* Exercise aim:
List every line of the data below that contains the string "teeth", treating uppercase and lowercase as different.

* Source data:

[start]

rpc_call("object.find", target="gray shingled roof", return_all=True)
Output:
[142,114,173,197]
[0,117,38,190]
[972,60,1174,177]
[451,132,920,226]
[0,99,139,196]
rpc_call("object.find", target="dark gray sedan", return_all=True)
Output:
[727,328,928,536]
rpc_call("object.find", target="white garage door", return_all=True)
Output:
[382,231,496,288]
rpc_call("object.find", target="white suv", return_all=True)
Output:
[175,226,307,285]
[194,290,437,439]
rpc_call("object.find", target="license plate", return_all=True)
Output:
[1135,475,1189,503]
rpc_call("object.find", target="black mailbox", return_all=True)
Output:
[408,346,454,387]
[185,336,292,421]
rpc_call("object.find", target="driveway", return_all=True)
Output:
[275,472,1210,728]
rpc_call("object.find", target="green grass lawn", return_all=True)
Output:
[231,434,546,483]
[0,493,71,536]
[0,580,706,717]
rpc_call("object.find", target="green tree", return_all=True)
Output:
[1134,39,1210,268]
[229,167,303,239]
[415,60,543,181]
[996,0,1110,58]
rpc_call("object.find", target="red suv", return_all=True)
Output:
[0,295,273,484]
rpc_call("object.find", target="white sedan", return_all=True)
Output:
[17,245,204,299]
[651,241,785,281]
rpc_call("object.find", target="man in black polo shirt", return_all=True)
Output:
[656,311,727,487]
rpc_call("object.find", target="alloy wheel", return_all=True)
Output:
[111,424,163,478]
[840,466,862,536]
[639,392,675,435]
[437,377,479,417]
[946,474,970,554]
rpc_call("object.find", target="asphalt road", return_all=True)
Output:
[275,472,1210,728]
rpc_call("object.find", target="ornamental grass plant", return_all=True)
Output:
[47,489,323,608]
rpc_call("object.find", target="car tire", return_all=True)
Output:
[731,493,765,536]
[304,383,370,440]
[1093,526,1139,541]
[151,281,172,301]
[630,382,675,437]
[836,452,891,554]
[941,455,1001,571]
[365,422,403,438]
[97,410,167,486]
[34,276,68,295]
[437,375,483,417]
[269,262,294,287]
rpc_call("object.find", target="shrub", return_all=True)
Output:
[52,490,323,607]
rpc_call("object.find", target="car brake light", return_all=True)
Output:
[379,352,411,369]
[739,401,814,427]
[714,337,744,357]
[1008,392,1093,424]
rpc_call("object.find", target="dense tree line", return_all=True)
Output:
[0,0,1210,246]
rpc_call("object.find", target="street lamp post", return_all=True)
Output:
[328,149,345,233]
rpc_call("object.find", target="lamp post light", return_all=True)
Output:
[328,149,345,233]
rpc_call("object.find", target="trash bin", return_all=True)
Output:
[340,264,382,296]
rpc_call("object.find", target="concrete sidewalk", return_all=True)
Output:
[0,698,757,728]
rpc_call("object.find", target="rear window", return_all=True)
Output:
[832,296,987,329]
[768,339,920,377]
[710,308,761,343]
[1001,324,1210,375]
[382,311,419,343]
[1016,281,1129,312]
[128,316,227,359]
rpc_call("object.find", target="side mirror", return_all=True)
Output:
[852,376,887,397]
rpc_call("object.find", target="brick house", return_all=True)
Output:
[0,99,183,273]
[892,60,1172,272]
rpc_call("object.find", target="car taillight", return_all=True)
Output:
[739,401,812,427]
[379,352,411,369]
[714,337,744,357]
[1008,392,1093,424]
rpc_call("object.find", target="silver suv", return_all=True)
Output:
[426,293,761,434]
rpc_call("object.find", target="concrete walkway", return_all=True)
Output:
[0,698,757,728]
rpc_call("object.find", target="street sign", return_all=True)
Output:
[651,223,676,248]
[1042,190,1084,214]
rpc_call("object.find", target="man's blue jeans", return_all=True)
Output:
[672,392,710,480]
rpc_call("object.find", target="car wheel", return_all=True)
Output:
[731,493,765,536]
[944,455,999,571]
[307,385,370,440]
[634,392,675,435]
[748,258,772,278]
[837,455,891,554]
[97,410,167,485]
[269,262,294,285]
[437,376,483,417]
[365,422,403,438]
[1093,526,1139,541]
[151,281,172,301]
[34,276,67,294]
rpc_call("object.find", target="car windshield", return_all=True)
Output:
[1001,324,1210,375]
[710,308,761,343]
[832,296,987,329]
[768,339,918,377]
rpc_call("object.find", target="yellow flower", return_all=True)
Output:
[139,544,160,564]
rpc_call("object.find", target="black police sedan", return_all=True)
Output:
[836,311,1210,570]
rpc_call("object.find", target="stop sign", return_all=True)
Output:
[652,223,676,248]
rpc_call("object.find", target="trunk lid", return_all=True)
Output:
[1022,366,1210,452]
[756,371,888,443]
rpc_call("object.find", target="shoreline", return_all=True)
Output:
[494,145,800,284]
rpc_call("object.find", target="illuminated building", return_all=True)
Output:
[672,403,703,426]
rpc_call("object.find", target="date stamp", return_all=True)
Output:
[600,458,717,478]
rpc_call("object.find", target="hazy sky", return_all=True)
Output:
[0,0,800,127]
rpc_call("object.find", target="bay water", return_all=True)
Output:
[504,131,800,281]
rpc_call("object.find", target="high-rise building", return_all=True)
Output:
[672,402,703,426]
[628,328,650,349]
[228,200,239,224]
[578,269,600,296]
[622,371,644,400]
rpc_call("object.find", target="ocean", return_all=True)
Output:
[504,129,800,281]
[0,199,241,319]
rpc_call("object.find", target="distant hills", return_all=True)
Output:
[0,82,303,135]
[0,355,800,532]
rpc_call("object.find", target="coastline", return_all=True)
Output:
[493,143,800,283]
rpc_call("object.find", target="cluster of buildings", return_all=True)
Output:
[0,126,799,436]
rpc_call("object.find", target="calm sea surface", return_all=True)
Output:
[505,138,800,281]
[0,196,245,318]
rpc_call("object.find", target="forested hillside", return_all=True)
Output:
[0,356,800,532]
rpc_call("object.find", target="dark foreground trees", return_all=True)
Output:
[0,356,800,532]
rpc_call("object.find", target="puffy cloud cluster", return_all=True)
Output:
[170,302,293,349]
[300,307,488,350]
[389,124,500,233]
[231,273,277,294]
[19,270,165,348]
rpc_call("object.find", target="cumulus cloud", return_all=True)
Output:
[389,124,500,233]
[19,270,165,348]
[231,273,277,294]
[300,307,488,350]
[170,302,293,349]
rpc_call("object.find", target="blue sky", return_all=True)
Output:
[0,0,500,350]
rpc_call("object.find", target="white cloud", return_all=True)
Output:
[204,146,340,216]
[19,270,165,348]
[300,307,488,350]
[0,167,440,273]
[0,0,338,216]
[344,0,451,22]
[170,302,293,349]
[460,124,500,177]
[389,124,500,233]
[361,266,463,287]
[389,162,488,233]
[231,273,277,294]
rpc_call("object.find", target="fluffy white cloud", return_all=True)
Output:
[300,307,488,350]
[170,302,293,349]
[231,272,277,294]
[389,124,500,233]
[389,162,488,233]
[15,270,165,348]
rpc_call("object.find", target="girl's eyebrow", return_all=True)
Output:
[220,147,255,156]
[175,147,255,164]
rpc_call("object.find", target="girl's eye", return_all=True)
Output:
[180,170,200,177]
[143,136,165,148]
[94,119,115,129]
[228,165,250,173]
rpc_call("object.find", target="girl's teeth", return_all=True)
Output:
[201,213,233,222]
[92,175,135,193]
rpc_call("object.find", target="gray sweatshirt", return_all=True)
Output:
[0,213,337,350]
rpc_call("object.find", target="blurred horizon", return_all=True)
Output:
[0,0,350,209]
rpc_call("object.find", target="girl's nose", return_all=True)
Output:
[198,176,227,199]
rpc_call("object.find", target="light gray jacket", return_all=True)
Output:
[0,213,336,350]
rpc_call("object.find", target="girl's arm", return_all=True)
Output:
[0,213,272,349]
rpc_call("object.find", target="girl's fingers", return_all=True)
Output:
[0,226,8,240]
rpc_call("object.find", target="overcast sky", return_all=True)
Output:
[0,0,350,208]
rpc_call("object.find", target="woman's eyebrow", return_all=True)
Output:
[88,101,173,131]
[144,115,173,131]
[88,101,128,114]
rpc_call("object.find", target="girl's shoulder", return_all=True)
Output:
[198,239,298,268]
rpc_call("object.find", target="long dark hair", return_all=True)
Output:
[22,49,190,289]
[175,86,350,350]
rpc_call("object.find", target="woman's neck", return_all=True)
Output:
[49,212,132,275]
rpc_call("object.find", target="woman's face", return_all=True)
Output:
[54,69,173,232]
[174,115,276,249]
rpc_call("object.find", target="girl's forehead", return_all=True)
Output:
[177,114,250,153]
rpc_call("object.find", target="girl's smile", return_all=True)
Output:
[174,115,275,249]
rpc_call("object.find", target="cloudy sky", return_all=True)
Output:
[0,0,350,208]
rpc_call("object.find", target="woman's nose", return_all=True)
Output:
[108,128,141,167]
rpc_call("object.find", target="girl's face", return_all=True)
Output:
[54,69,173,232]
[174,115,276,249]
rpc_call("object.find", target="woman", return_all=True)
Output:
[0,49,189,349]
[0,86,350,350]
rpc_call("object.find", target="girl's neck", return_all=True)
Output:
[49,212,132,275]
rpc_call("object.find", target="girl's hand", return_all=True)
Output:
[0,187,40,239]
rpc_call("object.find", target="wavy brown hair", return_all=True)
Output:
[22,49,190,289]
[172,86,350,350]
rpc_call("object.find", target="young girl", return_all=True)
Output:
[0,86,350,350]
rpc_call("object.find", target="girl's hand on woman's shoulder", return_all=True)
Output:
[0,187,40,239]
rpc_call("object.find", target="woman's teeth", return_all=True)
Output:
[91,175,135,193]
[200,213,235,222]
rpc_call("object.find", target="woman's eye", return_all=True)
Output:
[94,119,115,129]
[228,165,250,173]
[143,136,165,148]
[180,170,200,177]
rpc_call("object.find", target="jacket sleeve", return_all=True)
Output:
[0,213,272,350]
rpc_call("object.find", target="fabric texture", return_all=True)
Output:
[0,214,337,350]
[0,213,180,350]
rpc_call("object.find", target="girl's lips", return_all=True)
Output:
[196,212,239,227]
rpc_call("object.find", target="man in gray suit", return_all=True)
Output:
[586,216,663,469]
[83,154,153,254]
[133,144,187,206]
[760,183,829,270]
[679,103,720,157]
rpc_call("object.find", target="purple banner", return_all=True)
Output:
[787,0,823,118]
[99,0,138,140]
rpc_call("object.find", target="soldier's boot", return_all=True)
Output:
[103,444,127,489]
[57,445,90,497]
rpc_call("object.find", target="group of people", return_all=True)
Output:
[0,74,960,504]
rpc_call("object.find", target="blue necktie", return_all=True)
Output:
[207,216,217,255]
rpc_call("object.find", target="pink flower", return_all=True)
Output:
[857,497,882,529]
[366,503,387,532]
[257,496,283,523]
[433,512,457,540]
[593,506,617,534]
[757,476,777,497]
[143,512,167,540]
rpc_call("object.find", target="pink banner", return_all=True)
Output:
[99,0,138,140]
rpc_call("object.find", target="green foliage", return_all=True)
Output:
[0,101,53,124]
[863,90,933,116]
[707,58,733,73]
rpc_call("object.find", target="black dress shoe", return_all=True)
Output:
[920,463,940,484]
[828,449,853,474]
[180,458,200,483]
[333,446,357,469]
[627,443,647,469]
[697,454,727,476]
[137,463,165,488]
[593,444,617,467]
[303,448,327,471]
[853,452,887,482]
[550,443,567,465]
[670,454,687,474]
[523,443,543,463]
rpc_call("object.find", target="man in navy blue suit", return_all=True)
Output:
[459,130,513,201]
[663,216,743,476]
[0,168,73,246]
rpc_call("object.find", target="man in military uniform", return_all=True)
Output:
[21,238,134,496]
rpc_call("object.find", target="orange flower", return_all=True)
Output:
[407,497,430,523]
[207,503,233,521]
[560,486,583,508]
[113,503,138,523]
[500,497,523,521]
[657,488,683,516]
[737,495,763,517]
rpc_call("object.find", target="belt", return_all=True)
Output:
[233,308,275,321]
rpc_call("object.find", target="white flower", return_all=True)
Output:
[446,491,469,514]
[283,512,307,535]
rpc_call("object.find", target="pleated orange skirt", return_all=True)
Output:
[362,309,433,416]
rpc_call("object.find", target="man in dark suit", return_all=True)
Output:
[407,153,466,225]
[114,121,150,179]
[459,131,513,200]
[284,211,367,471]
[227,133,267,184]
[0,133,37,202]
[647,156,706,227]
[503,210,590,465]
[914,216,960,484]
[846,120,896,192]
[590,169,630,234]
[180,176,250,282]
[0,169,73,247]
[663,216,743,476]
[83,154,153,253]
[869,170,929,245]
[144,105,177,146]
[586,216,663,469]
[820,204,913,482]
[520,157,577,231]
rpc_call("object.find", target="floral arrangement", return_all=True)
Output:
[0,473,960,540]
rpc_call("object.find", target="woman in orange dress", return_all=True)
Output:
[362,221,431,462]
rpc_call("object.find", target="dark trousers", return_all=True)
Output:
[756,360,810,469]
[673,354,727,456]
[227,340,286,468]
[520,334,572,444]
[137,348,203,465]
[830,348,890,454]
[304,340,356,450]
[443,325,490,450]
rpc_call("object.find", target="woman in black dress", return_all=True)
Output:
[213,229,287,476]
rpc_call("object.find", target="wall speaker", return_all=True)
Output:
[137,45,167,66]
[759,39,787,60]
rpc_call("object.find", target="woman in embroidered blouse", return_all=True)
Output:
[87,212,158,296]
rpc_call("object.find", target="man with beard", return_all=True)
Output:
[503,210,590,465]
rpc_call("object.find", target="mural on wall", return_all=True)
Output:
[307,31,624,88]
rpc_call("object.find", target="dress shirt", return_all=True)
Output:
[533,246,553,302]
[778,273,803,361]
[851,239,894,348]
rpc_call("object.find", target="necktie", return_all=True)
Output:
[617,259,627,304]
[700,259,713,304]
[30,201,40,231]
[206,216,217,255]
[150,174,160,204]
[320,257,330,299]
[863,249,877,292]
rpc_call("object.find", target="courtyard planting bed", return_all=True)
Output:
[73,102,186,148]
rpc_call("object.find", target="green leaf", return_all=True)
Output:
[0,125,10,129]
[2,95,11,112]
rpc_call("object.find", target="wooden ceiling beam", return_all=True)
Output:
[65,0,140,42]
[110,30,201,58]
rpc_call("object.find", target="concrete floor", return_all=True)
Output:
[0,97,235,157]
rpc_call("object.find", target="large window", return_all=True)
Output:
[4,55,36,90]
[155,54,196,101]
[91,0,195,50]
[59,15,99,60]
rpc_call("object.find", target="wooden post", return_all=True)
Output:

[end]

* Task solution:
rpc_call("object.find", target="girl's teeth", return_all=True)
rpc_call("object.find", target="woman's teeth", return_all=True)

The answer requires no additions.